Provided records Block Start
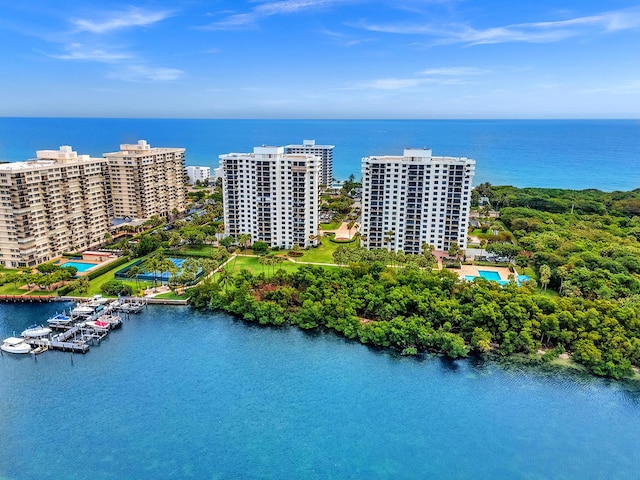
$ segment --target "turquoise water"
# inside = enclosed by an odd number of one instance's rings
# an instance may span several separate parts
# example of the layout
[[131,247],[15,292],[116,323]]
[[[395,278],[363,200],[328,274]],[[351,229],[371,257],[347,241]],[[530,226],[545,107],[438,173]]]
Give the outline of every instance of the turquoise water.
[[487,280],[494,280],[496,282],[502,280],[498,272],[492,272],[490,270],[478,270],[478,275]]
[[[434,155],[477,161],[474,184],[519,187],[640,187],[638,120],[163,120],[0,118],[0,160],[71,145],[102,156],[120,143],[185,147],[188,165],[216,167],[218,156],[315,138],[335,145],[334,176],[360,178],[367,155],[399,155],[428,146]],[[624,172],[621,175],[620,172]]]
[[[0,305],[0,335],[64,304]],[[637,479],[640,393],[149,307],[0,357],[0,478]]]
[[66,261],[60,264],[61,267],[76,267],[78,269],[78,272],[86,272],[87,270],[95,267],[96,265],[97,263],[72,262],[72,261]]

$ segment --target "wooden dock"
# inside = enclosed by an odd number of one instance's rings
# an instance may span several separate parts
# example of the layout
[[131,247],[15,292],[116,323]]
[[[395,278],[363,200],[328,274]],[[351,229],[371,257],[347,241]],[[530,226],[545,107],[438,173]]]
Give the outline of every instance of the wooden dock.
[[36,349],[42,348],[42,351],[45,349],[72,353],[87,353],[89,351],[89,345],[81,341],[65,342],[53,339],[49,340],[48,338],[29,338],[26,339],[25,342]]

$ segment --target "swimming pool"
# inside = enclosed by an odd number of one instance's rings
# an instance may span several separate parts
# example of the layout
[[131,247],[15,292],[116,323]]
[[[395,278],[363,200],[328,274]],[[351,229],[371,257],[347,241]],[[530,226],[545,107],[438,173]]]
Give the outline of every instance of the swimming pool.
[[71,260],[60,264],[61,267],[75,267],[78,269],[78,273],[86,272],[87,270],[95,267],[96,265],[98,264],[91,263],[91,262],[72,262]]
[[489,270],[478,270],[478,275],[487,280],[493,280],[495,282],[499,282],[502,280],[500,274],[498,272],[491,272]]

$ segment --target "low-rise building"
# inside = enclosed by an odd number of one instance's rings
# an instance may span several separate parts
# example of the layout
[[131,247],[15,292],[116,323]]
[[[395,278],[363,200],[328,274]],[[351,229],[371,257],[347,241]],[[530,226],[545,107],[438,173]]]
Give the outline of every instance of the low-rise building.
[[211,178],[211,168],[189,166],[187,167],[187,177],[191,185],[195,185],[196,182],[206,183]]

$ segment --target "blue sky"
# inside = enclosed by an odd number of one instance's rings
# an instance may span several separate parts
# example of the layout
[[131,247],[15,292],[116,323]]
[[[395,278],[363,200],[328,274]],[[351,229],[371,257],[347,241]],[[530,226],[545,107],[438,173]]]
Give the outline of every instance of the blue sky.
[[638,118],[640,3],[0,0],[0,115]]

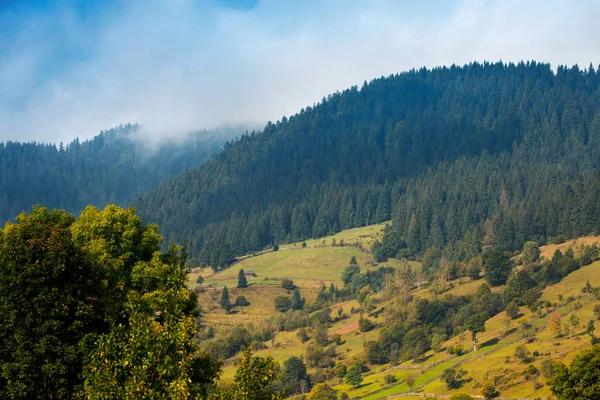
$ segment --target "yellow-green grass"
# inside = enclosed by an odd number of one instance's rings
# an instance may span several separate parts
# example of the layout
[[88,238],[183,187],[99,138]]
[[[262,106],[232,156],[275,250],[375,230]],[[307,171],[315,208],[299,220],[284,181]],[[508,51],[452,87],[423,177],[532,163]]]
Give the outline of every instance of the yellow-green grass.
[[[227,313],[219,304],[222,289],[203,289],[198,294],[198,302],[203,310],[203,322],[213,326],[235,326],[249,322],[256,324],[277,313],[274,306],[277,296],[290,295],[290,292],[283,289],[281,285],[253,285],[245,289],[238,289],[232,285],[228,286],[227,290],[231,303],[235,302],[237,296],[244,296],[250,305],[234,307],[232,312]],[[307,301],[313,301],[317,297],[319,289],[304,287],[300,292]]]
[[557,284],[548,286],[544,289],[542,300],[558,302],[559,294],[565,299],[569,296],[577,296],[581,294],[581,289],[588,281],[592,286],[600,286],[600,261],[581,267]]
[[[344,242],[345,245],[352,245],[354,243],[360,243],[363,248],[370,249],[375,240],[383,239],[383,229],[386,224],[390,224],[391,222],[384,222],[382,224],[376,225],[368,225],[363,226],[361,228],[353,228],[346,229],[334,235],[326,236],[319,239],[309,239],[304,241],[306,243],[306,247],[319,247],[319,246],[331,246],[333,244],[333,240],[337,245],[340,244],[341,241]],[[302,246],[302,243],[292,243],[288,245],[282,245],[280,248],[282,249],[291,249],[291,248],[299,248]]]
[[600,245],[600,236],[583,236],[577,239],[567,240],[560,244],[548,244],[540,247],[540,255],[546,259],[552,258],[556,250],[563,253],[569,248],[573,248],[577,253],[577,249],[581,246],[591,246],[593,244]]
[[311,279],[326,282],[340,282],[342,271],[352,257],[367,269],[372,262],[371,254],[353,246],[315,247],[304,249],[280,250],[246,258],[231,268],[221,271],[207,279],[207,283],[220,279],[232,279],[240,268],[251,270],[257,280],[269,279]]

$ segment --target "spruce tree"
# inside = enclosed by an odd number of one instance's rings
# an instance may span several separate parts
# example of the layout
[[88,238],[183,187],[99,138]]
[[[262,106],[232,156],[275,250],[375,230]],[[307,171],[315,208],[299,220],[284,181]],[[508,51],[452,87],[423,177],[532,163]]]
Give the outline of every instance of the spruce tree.
[[304,299],[300,297],[300,290],[294,289],[292,292],[292,310],[302,310],[304,308]]
[[243,269],[240,269],[240,272],[238,274],[238,284],[237,284],[237,287],[240,288],[240,289],[248,287],[248,280],[246,279],[246,274],[244,273]]
[[227,290],[227,286],[223,287],[223,291],[221,292],[221,308],[225,311],[229,311],[231,309],[231,303],[229,302],[229,290]]

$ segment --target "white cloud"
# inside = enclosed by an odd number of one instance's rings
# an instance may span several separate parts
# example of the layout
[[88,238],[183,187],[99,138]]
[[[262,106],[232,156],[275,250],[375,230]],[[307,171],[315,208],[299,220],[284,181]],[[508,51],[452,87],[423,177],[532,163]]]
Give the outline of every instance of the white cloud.
[[92,21],[64,7],[30,13],[0,45],[0,140],[67,141],[126,122],[155,136],[262,124],[423,65],[600,62],[595,1],[414,4],[131,0]]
Provided records Block End
(Problem) Set down every record exactly as written, but drop the pictures.

(Result of the task)
$ segment --target "turquoise water"
# inside = enclosed by an odd number of one instance's rings
# an instance may span several separate parts
# example of the layout
[[131,247],[15,292],[116,323]]
[[[395,278],[363,200],[328,274]],[[351,229],[371,257],[347,241]],[[530,226],[545,107],[438,173]]]
Give the outline of every instance of the turquoise water.
[[487,280],[494,280],[496,282],[502,280],[498,272],[492,272],[490,270],[478,270],[478,275]]
[[[434,155],[477,161],[474,184],[519,187],[640,187],[638,120],[163,120],[0,118],[0,160],[71,145],[102,156],[120,143],[185,147],[188,165],[216,167],[218,156],[315,138],[335,145],[334,176],[360,178],[367,155],[399,155],[428,146]],[[624,172],[621,175],[620,172]]]
[[[0,305],[0,335],[64,304]],[[637,479],[640,393],[149,307],[0,357],[0,478]]]
[[66,261],[60,264],[61,267],[76,267],[78,269],[78,272],[86,272],[87,270],[95,267],[96,265],[97,263],[72,262],[72,261]]

$ segment --target "wooden dock"
# inside = enclosed by an odd number of one instance's rings
# an instance may span several separate parts
# example of the layout
[[131,247],[15,292],[116,323]]
[[[395,278],[363,200],[328,274]],[[351,229],[371,257],[347,241]],[[530,226],[545,107],[438,173]]]
Give the outline of every instance of the wooden dock.
[[36,349],[42,348],[42,351],[45,349],[72,353],[87,353],[89,351],[89,345],[81,341],[65,342],[53,339],[49,340],[48,338],[29,338],[26,339],[25,342]]

$ segment --target "swimming pool"
# inside = enclosed by an odd number of one instance's rings
# an instance may span several separate parts
# example of the layout
[[131,247],[15,292],[116,323]]
[[[395,278],[363,200],[328,274]],[[351,229],[371,257],[347,241]],[[530,226],[545,107],[438,173]]]
Give the outline of every instance of the swimming pool.
[[71,260],[60,264],[61,267],[75,267],[78,269],[78,273],[86,272],[87,270],[95,267],[96,265],[98,264],[91,263],[91,262],[72,262]]
[[489,270],[478,270],[478,275],[487,280],[493,280],[495,282],[499,282],[502,280],[500,274],[498,272],[491,272]]

$ segment --target "low-rise building"
# inside = enclosed by an odd number of one instance's rings
# an instance may span several separate parts
# example of the layout
[[131,247],[15,292],[116,323]]
[[[395,278],[363,200],[328,274]],[[351,229],[371,257],[347,241]],[[530,226],[545,107],[438,173]]]
Give the outline of every instance of the low-rise building.
[[211,178],[211,168],[189,166],[187,167],[187,177],[191,185],[195,185],[196,182],[206,183]]

$ segment --target "blue sky"
# inside = enclosed by an odd number of one instance's rings
# an instance may span several separate parts
# example of the layout
[[131,247],[15,292],[116,323]]
[[[395,278],[363,200],[328,274]],[[351,229],[371,257],[347,241]],[[530,226],[545,107],[438,173]]]
Give the outline of every instance of the blue sky.
[[638,118],[640,3],[0,0],[0,115]]

$ segment --target "yellow-green grass"
# inside = enclosed by an odd number of one instance's rings
# an instance may span several separate parts
# example of the layout
[[88,238],[183,187],[99,138]]
[[[262,106],[232,156],[275,250],[375,230]],[[307,171],[315,208],[299,220],[284,181]],[[508,51],[452,87],[423,177],[532,163]]]
Give the outline of every instance of the yellow-green grass.
[[[227,313],[219,304],[222,289],[203,289],[198,294],[198,302],[203,310],[203,322],[213,326],[235,326],[249,322],[256,324],[277,313],[274,306],[277,296],[290,295],[290,292],[283,289],[281,285],[253,285],[245,289],[238,289],[232,285],[228,286],[227,290],[231,303],[235,302],[237,296],[244,296],[250,305],[234,307],[232,312]],[[307,301],[313,301],[317,297],[319,289],[304,287],[300,292]]]
[[557,284],[548,286],[544,289],[542,300],[558,302],[559,294],[565,299],[569,296],[577,296],[581,294],[581,289],[588,281],[592,286],[600,286],[600,261],[581,267]]
[[[344,242],[345,245],[352,245],[354,243],[360,243],[363,248],[370,249],[375,240],[383,239],[383,229],[386,224],[390,224],[391,222],[384,222],[382,224],[376,225],[368,225],[363,226],[361,228],[353,228],[346,229],[334,235],[326,236],[319,239],[309,239],[304,241],[306,243],[306,247],[319,247],[319,246],[331,246],[333,244],[333,240],[337,245],[340,244],[341,241]],[[302,246],[302,243],[292,243],[288,245],[282,245],[280,248],[282,249],[291,249],[291,248],[299,248]]]
[[600,245],[600,236],[583,236],[577,239],[567,240],[560,244],[548,244],[540,247],[540,255],[546,259],[552,258],[556,250],[563,253],[569,248],[573,248],[577,253],[577,249],[581,246],[591,246],[593,244]]
[[311,279],[326,282],[340,282],[342,271],[352,257],[367,269],[372,262],[371,254],[353,246],[315,247],[304,249],[280,250],[246,258],[231,268],[221,271],[207,279],[207,283],[220,279],[232,279],[240,268],[251,270],[257,280],[269,279]]

$ segment --target "spruce tree"
# inside = enclosed by an odd number of one instance's rings
# an instance may span several separate parts
# example of the layout
[[88,238],[183,187],[99,138]]
[[[262,106],[232,156],[275,250],[375,230]],[[307,171],[315,208],[299,220],[284,181]],[[508,51],[452,87],[423,177],[532,163]]]
Give the outline of every instance of the spruce tree.
[[304,299],[300,297],[300,290],[294,289],[292,292],[292,310],[302,310],[304,308]]
[[243,269],[240,269],[240,272],[238,274],[238,284],[237,284],[237,287],[240,288],[240,289],[248,287],[248,280],[246,279],[246,274],[244,273]]
[[227,290],[227,286],[223,287],[223,291],[221,292],[221,308],[225,311],[229,311],[231,309],[231,303],[229,302],[229,290]]

$ segment --target "white cloud"
# inside = enclosed by an odd number of one instance's rings
# an instance may span several separate parts
# example of the layout
[[88,238],[183,187],[99,138]]
[[[262,106],[232,156],[275,250],[375,230]],[[307,171],[315,208],[299,220],[284,181]],[[508,51],[452,87],[423,177],[532,163]]]
Give the outline of every instance of the white cloud.
[[92,21],[64,7],[30,13],[0,45],[0,140],[67,141],[126,122],[155,136],[262,124],[423,65],[600,62],[595,1],[414,4],[131,0]]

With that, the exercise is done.